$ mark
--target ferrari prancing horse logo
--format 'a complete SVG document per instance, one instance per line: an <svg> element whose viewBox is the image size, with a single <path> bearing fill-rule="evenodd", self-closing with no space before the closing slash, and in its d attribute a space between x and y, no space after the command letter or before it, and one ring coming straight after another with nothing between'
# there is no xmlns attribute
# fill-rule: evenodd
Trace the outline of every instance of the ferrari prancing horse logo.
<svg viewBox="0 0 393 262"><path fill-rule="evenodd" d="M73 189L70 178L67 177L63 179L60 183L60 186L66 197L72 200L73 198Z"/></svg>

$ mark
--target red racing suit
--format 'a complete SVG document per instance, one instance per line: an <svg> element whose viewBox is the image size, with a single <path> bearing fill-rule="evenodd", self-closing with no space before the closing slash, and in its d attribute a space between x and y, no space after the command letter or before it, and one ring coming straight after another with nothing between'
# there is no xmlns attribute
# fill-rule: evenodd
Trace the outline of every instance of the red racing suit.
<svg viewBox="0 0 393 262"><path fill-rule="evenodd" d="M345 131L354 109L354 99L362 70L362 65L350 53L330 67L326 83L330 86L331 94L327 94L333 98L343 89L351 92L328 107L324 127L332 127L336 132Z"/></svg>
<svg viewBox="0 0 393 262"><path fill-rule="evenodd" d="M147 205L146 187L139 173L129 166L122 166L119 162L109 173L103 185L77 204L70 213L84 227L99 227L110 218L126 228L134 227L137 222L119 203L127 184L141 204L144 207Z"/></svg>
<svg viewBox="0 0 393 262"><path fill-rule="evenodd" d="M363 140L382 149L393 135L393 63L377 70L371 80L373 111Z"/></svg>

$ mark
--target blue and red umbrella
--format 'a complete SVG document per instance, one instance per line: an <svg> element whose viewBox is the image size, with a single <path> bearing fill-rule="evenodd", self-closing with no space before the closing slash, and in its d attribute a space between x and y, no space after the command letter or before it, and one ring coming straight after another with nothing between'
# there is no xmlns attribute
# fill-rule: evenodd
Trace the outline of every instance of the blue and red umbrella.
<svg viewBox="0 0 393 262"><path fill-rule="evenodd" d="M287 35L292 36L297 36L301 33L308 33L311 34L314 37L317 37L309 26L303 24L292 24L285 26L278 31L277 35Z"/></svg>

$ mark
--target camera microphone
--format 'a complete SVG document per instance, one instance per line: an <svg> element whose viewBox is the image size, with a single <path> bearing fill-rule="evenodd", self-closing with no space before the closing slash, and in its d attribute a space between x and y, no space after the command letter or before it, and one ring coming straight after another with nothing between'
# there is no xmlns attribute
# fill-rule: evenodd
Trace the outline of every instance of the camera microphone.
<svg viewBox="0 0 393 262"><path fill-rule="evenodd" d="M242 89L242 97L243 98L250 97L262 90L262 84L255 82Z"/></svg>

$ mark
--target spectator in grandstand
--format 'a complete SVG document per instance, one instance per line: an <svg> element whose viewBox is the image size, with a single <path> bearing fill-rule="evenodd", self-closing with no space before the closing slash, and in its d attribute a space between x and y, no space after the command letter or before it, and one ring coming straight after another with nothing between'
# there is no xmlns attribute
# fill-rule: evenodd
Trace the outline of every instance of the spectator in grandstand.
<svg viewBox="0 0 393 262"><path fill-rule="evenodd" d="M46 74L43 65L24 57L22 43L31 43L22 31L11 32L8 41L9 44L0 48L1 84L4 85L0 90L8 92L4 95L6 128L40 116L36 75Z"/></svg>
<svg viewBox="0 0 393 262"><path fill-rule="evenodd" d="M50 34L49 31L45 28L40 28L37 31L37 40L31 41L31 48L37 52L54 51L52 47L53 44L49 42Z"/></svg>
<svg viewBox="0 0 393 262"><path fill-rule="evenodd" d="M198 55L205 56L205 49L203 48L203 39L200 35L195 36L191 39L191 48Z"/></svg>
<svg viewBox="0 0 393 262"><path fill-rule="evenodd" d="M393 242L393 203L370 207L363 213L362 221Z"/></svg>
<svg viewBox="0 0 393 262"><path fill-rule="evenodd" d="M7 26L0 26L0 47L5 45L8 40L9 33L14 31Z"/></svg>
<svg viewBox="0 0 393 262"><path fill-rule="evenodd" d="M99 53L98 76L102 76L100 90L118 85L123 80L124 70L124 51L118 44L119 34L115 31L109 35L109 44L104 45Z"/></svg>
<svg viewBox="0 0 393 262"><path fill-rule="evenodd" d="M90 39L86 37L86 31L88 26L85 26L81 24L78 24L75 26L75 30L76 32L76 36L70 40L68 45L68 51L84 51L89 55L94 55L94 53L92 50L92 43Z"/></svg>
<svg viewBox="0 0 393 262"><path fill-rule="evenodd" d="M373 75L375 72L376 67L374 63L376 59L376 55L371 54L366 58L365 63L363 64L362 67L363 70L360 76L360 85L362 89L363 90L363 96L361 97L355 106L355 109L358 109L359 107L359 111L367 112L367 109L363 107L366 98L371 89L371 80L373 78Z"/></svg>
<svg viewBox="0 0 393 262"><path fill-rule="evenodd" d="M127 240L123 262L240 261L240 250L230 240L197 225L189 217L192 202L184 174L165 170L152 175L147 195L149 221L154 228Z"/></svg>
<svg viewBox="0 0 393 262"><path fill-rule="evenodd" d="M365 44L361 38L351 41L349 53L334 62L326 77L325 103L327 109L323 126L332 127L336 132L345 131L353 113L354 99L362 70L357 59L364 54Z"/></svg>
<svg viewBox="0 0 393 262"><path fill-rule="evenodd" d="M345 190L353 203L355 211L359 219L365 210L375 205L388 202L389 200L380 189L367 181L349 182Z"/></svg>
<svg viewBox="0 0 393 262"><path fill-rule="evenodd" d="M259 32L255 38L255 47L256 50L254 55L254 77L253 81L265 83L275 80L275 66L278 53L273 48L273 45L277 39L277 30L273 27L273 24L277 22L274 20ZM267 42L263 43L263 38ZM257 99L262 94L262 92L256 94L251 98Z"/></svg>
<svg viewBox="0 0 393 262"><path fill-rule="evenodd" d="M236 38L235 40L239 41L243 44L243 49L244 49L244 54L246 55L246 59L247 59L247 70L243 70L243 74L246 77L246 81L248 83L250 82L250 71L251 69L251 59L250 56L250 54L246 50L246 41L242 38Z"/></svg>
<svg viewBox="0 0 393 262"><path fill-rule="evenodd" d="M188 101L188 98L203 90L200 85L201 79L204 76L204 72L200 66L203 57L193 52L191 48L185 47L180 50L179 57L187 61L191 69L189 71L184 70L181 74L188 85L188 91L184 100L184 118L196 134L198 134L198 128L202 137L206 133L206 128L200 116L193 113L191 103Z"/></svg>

• • •

▶ REQUIRED TASK
What do the records say? Quote them all exactly.

▶ RESPONSE
$ mark
--target ferrari prancing horse logo
--format 'a complete SVG document per instance, one instance per line: an <svg> element whose viewBox is the image size, with a single <path> bearing fill-rule="evenodd", self-closing with no space before the closing slash, and in its d attribute a space between x and y, no space after the command letter or before it, and one ring coming straight after another with nothing between'
# there is no xmlns attribute
# fill-rule: evenodd
Trace the outline of every instance of the ferrari prancing horse logo.
<svg viewBox="0 0 393 262"><path fill-rule="evenodd" d="M73 189L70 178L67 177L63 179L60 183L60 186L66 197L72 200L73 198Z"/></svg>

$ mark
--target red racing suit
--format 'a complete SVG document per instance, one instance per line: an <svg> element whose viewBox is the image size, with a single <path> bearing fill-rule="evenodd", self-closing with no space before the closing slash, and in its d attribute a space between x and y, no space after the command letter or before it, and one ring coming straight after another with nothing between'
# there is no xmlns attribute
# fill-rule: evenodd
Trace the outline of every instance of the red racing suit.
<svg viewBox="0 0 393 262"><path fill-rule="evenodd" d="M345 131L354 109L354 99L362 70L362 65L350 53L330 67L326 83L330 86L331 94L327 94L333 98L343 89L351 92L328 107L324 127L332 127L336 132Z"/></svg>
<svg viewBox="0 0 393 262"><path fill-rule="evenodd" d="M147 205L146 187L139 173L129 166L122 166L119 162L109 173L103 185L77 204L70 213L84 227L99 227L110 218L126 228L134 227L137 222L119 203L127 184L141 204L144 207Z"/></svg>
<svg viewBox="0 0 393 262"><path fill-rule="evenodd" d="M363 140L382 149L393 135L393 63L377 70L371 80L373 111Z"/></svg>

$ mark
--target blue and red umbrella
--format 'a complete SVG document per instance, one instance per line: an <svg> element whose viewBox is the image size, with a single <path> bearing fill-rule="evenodd", self-closing with no space before the closing slash, and in its d attribute a space between x and y, no space after the command letter or before it, and one ring coming straight after another with nothing between'
# there is no xmlns attribute
# fill-rule: evenodd
Trace the outline of every instance of the blue and red umbrella.
<svg viewBox="0 0 393 262"><path fill-rule="evenodd" d="M287 35L292 36L297 36L301 33L308 33L311 34L314 37L317 37L309 26L303 24L292 24L285 26L278 31L277 35Z"/></svg>

$ mark
--target camera microphone
--format 'a complete SVG document per instance, one instance per line: an <svg> element whose viewBox is the image size, with a single <path> bearing fill-rule="evenodd", self-closing with no space before the closing slash, and in its d attribute a space between x and y, no space after the command letter or before it, and one ring coming straight after another with nothing between'
# there is no xmlns attribute
# fill-rule: evenodd
Trace the outline of every instance of the camera microphone.
<svg viewBox="0 0 393 262"><path fill-rule="evenodd" d="M242 89L242 97L243 98L250 97L262 90L262 84L255 82Z"/></svg>

$ mark
--target spectator in grandstand
--format 'a complete SVG document per instance, one instance per line: an <svg> element whose viewBox is the image size, with a single <path> bearing fill-rule="evenodd", self-closing with no space before the closing slash, and in its d attribute a space between x and y, no space after the command letter or before it, and one ring coming straight after another with nothing between'
# there is no xmlns attribute
# fill-rule: evenodd
Trace the outline of every instance of the spectator in grandstand.
<svg viewBox="0 0 393 262"><path fill-rule="evenodd" d="M46 74L43 65L24 57L22 43L31 43L22 31L11 32L8 41L9 44L0 48L1 84L4 85L0 90L8 92L4 95L6 128L40 116L36 75Z"/></svg>
<svg viewBox="0 0 393 262"><path fill-rule="evenodd" d="M50 34L49 31L45 28L40 28L37 31L37 40L31 41L31 48L37 52L54 51L52 47L53 44L49 42Z"/></svg>
<svg viewBox="0 0 393 262"><path fill-rule="evenodd" d="M198 55L205 56L205 49L203 48L203 39L200 35L195 36L191 39L191 48Z"/></svg>
<svg viewBox="0 0 393 262"><path fill-rule="evenodd" d="M393 242L393 203L370 207L363 213L362 221Z"/></svg>
<svg viewBox="0 0 393 262"><path fill-rule="evenodd" d="M7 26L0 26L0 47L5 45L8 40L9 33L14 31Z"/></svg>
<svg viewBox="0 0 393 262"><path fill-rule="evenodd" d="M99 53L98 76L102 76L100 90L118 85L123 80L124 70L124 51L118 44L119 34L115 31L109 35L109 44L104 45Z"/></svg>
<svg viewBox="0 0 393 262"><path fill-rule="evenodd" d="M90 39L86 37L86 31L88 26L85 26L81 24L78 24L75 26L75 30L76 32L76 36L70 40L68 45L68 51L84 51L89 55L94 55L94 53L92 50L92 43Z"/></svg>
<svg viewBox="0 0 393 262"><path fill-rule="evenodd" d="M373 75L375 72L376 67L374 63L376 59L376 55L371 54L366 58L365 63L363 64L362 67L363 70L360 76L360 85L362 89L363 90L363 96L361 97L355 106L355 109L358 109L359 107L359 111L367 112L367 109L363 107L366 98L371 89L371 80L373 78Z"/></svg>
<svg viewBox="0 0 393 262"><path fill-rule="evenodd" d="M127 240L123 262L240 261L240 250L230 240L197 225L189 217L192 202L184 174L165 170L152 175L147 195L149 221L154 228Z"/></svg>
<svg viewBox="0 0 393 262"><path fill-rule="evenodd" d="M365 44L361 38L351 41L349 53L334 62L326 77L325 103L327 109L323 126L332 127L336 132L345 131L353 113L354 99L362 70L357 59L364 54Z"/></svg>
<svg viewBox="0 0 393 262"><path fill-rule="evenodd" d="M345 190L353 203L355 211L359 219L365 210L375 205L388 202L389 200L380 189L367 181L349 182Z"/></svg>
<svg viewBox="0 0 393 262"><path fill-rule="evenodd" d="M259 32L255 38L255 47L256 50L254 55L254 77L253 81L265 83L275 80L275 66L278 53L273 48L273 45L277 39L277 30L273 27L273 24L277 22L274 20ZM267 42L263 43L263 38ZM257 99L262 94L262 92L256 94L251 98Z"/></svg>
<svg viewBox="0 0 393 262"><path fill-rule="evenodd" d="M236 38L235 40L239 41L243 44L243 49L244 49L244 54L246 55L246 59L247 59L247 70L243 70L243 74L246 77L246 81L248 83L250 82L250 71L251 69L251 59L250 56L250 54L246 50L246 41L242 38Z"/></svg>
<svg viewBox="0 0 393 262"><path fill-rule="evenodd" d="M188 101L188 98L203 90L200 85L201 79L204 76L204 72L200 66L203 57L193 52L191 48L185 47L180 50L179 57L187 61L191 69L189 71L184 70L181 74L188 85L188 91L184 100L184 118L196 134L198 134L198 128L202 137L206 133L206 128L200 116L193 113L191 103Z"/></svg>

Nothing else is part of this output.